AIM OF THE EXERCISE
Print out every record below, exactly as written.

- Opening Delimiter -

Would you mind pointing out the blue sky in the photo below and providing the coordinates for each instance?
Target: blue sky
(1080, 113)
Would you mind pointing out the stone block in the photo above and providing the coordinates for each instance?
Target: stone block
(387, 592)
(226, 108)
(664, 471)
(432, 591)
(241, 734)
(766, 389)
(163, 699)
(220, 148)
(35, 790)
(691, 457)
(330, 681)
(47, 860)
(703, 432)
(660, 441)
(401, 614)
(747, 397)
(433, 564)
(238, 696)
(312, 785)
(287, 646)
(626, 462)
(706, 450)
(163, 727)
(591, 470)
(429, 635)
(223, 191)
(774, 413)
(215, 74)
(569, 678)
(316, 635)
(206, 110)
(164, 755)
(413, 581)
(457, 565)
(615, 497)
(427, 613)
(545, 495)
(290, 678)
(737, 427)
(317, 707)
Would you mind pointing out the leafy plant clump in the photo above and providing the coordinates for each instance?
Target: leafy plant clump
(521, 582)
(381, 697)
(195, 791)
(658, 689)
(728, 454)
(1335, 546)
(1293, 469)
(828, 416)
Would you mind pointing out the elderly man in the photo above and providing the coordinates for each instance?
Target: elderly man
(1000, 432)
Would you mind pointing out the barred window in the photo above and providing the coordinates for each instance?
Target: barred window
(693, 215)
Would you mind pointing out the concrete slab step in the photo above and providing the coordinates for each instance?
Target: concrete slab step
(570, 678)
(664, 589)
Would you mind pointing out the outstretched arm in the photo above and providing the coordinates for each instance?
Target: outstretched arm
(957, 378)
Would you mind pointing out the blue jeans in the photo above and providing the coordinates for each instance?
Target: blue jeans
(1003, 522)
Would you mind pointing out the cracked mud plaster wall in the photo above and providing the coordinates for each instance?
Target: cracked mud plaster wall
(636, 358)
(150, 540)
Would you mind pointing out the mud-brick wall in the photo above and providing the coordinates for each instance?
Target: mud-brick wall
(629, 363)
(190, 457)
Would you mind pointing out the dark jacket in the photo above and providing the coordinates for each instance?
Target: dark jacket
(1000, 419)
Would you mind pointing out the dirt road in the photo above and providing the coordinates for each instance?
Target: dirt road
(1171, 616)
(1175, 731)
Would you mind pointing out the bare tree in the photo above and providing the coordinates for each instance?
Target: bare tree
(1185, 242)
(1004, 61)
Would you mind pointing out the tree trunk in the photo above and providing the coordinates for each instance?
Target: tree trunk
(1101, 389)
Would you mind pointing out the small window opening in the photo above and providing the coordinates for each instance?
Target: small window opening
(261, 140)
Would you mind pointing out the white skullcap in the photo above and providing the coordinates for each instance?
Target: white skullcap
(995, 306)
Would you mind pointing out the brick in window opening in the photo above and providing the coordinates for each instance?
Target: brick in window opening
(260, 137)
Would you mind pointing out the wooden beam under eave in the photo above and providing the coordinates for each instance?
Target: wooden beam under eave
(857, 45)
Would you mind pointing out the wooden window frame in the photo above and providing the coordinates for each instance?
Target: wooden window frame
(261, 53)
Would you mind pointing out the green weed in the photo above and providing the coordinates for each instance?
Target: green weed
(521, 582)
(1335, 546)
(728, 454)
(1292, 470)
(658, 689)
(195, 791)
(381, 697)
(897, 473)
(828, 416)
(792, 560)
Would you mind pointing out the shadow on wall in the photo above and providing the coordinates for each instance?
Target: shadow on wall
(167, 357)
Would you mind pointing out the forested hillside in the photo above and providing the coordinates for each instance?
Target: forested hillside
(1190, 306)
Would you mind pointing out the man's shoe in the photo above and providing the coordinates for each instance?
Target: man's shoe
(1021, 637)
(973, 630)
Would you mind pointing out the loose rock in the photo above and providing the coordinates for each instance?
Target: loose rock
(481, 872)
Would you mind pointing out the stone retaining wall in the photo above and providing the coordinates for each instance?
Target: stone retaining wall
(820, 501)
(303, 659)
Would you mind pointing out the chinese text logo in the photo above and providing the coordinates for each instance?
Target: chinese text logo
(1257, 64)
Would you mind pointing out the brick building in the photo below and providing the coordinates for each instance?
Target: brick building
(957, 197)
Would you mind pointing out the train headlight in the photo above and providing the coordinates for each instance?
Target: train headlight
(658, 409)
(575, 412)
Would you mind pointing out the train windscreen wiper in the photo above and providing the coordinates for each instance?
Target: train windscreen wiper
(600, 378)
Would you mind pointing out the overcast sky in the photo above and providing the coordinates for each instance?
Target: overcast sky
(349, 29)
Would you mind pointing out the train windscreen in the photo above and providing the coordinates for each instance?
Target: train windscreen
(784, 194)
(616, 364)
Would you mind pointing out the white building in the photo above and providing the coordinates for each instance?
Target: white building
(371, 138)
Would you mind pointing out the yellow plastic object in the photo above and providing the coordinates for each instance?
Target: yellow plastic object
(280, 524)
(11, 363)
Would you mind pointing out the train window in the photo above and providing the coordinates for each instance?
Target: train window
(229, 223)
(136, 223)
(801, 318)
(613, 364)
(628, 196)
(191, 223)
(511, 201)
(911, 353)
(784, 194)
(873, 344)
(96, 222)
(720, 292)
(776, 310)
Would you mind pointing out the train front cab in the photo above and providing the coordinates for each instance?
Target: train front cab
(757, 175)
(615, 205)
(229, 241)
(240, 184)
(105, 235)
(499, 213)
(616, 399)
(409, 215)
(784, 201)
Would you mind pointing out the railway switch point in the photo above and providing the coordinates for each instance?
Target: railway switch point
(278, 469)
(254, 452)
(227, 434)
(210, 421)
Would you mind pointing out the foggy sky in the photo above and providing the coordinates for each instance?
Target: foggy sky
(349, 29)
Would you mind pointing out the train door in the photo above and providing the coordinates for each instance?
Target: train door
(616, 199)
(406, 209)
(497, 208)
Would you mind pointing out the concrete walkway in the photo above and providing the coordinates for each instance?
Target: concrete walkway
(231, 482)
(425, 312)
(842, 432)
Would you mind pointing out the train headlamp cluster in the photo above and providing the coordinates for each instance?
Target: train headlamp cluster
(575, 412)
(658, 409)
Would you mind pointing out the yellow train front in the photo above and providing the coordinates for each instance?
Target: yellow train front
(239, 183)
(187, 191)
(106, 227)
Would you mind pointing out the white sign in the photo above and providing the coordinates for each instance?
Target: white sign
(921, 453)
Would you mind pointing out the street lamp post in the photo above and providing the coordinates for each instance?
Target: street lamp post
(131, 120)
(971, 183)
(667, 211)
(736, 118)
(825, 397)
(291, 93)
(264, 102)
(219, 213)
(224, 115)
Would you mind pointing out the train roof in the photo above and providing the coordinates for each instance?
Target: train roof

- Closing Delimiter -

EXERCISE OUTPUT
Would you mind pointing out the blue sky in the photo below and providing the coordinates for each instance?
Target: blue sky
(1080, 113)
Would you mind pointing out the stone block in the photo above and providing the coordinates for each instance?
Target: stone block
(387, 592)
(226, 108)
(664, 471)
(432, 591)
(241, 734)
(766, 389)
(163, 699)
(220, 148)
(35, 790)
(691, 457)
(330, 681)
(47, 860)
(703, 432)
(660, 441)
(401, 614)
(747, 397)
(433, 564)
(238, 696)
(312, 785)
(287, 646)
(626, 462)
(706, 450)
(163, 727)
(591, 470)
(429, 635)
(223, 191)
(774, 413)
(215, 74)
(569, 678)
(316, 635)
(206, 110)
(164, 755)
(413, 581)
(457, 565)
(615, 497)
(427, 613)
(545, 495)
(290, 678)
(737, 427)
(317, 707)
Would you mind pointing out the leafy plant clump in the photo above and providing the coordinates for each instance?
Target: leafy plant clump
(521, 582)
(381, 697)
(195, 791)
(658, 689)
(728, 454)
(1335, 546)
(1293, 469)
(828, 416)
Would you mind pointing out the elderly man in the photo above and providing the coordinates for each instance?
Target: elderly man
(1000, 432)
Would you mind pointing out the barred window in the photo above and providing the coordinates for each instance?
Target: barred window
(693, 215)
Would you mind pointing out the concrete slab step in the photo above and providing the coordinates for each instance?
Target: concrete slab step
(570, 678)
(664, 589)
Would you mind pointing out the outstretched arm in the photo above and providing the coordinates for each instance?
Target: outstretched arm
(957, 378)
Would you mind pointing out the blue jeans in the photo above and providing the coordinates for each instance?
Target: blue jeans
(1003, 522)
Would you mind pointing out the cracked mud plaster wall in the photo above and providing the coordinates for each instance?
Target: cracked mud plaster wall
(636, 358)
(150, 540)
Would you mind pointing out the mud-brick wall in the photo above and providing the coordinates for each instance?
Target: mud-brick wall
(629, 363)
(190, 457)
Would you mind pointing out the dark jacket in the photo above and providing the coordinates for each instance?
Target: dark jacket
(1000, 419)
Would you mind pointing out the dirt road in the photo above and providing the coordinates for each instance?
Target: dirt road
(1171, 616)
(1175, 731)
Would you mind pointing out the bare tree in the photo above and providing the coordinates for each instance?
Target: bare tree
(1185, 242)
(1004, 61)
Would you mind pointing out the tree trunk in the photo above and providing the coordinates for each instance?
Target: tree trunk
(1101, 389)
Would you mind pointing out the small window opening in the photo above and providing the coordinates for each instance?
Target: small window opening
(261, 140)
Would you mind pointing out the white skullcap in the photo above and providing the coordinates for each instance?
Target: white skullcap
(995, 306)
Would you mind pointing out the brick in window opening in the photo above and providing the coordinates for each instance?
Target: brick in window opening
(260, 137)
Would you mind pointing out the wooden beam under eave in the photo above and providing the coordinates for each instance?
Target: wooden beam under eave
(857, 45)
Would you mind pointing out the wooden window frame in the photo above and providing the coordinates for each instance?
Target: wooden window frame
(261, 53)
Would you mind pointing out the green weed in the photo above and providing the coordinates for each instance?
Target: green weed
(521, 582)
(1335, 546)
(728, 454)
(1292, 470)
(658, 689)
(195, 791)
(381, 697)
(897, 473)
(828, 416)
(792, 560)
Would you mind pointing out the shadow on wall in the photo above and providing the coordinates for each instance?
Target: shadow on wall
(167, 357)
Would you mind pointing out the forested hillside in the photo above and providing the coordinates for each instance?
Target: forested hillside
(1190, 306)
Would you mind pointing out the man's shoe in the photo above and providing the coordinates for each instance?
Target: man's shoe
(1021, 637)
(973, 630)
Would you mind pointing out the loose rock in the photo above and providing the coordinates for each instance?
Target: loose rock
(481, 872)
Would you mind pointing out the stone retaining wall in the photo above and providing the coordinates for each instance?
Target: stone retaining wall
(820, 501)
(303, 659)
Would you mind pointing out the chinese text logo in the photo above and providing the coordinates for each instance?
Target: chinese text logo
(1257, 64)
Would you mind pointing out the brick building in the photo below and providing the coordinates for each instance?
Target: brick building
(957, 197)
Would you mind pointing out the train headlight in the photo above and providing the coordinates for each instance?
Target: train headlight
(658, 409)
(575, 412)
Would you mind pointing out the train windscreen wiper in the photo above and providing the coordinates for each instance?
Target: train windscreen wiper
(600, 378)
Would you mind pointing out the overcast sky in the photo above and providing the coordinates for each instance?
Target: overcast sky
(349, 29)
Would you mind pointing out the train windscreen in the photo above and providing the coordinates for each instance?
Target: train windscreen
(784, 194)
(616, 364)
Would you mind pointing out the white building in the photo above and providing the coordinates for each instance?
Target: white building
(371, 138)
Would you mind pointing out the yellow plastic object in the photo above and providing the coordinates for each instance?
Target: yellow plastic object
(280, 524)
(11, 363)
Would you mind pointing out the train window in the photo above and providing the coordinates for each instance?
Target: train window
(229, 223)
(136, 223)
(801, 318)
(613, 364)
(628, 196)
(191, 223)
(511, 201)
(911, 353)
(784, 194)
(873, 344)
(96, 222)
(720, 292)
(776, 310)
Would you mind pointing out the train front cab in the photo above and providing the coordinates for each instance?
Target: train front cab
(757, 175)
(615, 205)
(229, 241)
(240, 184)
(105, 235)
(499, 213)
(616, 399)
(409, 215)
(784, 201)
Would you mind pointing out the railway switch point in the photo above and providing the coordinates for each instance?
Target: railway switch point
(278, 469)
(254, 452)
(227, 434)
(210, 421)
Would you mind pointing out the foggy sky in the photo above and providing the coordinates for each instance?
Target: foggy sky
(349, 29)
Would you mind pointing out the train door in the photo above and providing the coordinates for each instance?
Target: train door
(616, 199)
(406, 209)
(497, 208)
Would you mind pointing out the concrete walkway in the photo above and providing the coordinates for each instance?
Target: concrete walkway
(231, 482)
(425, 312)
(842, 432)
Would you mind pointing out the train headlamp cluster in the photo above and providing the coordinates for each instance?
Target: train headlamp cluster
(575, 412)
(658, 409)
Would you mind pointing out the yellow train front in the photo above and providing the coordinates for each instance?
Target: yellow train front
(239, 183)
(187, 191)
(106, 227)
Would you mind pointing out the white sign in the photo above and providing the coordinates for each instance?
Target: white sign
(921, 453)
Would you mind pointing out the street lamp post in the photo above and providing the coordinates for each instance?
Target: street lamp post
(131, 120)
(971, 183)
(667, 211)
(736, 118)
(825, 397)
(291, 93)
(264, 102)
(219, 213)
(224, 115)
Would you mind pointing out the train roof in the photo above and providing the coordinates for each instance?
Target: train roof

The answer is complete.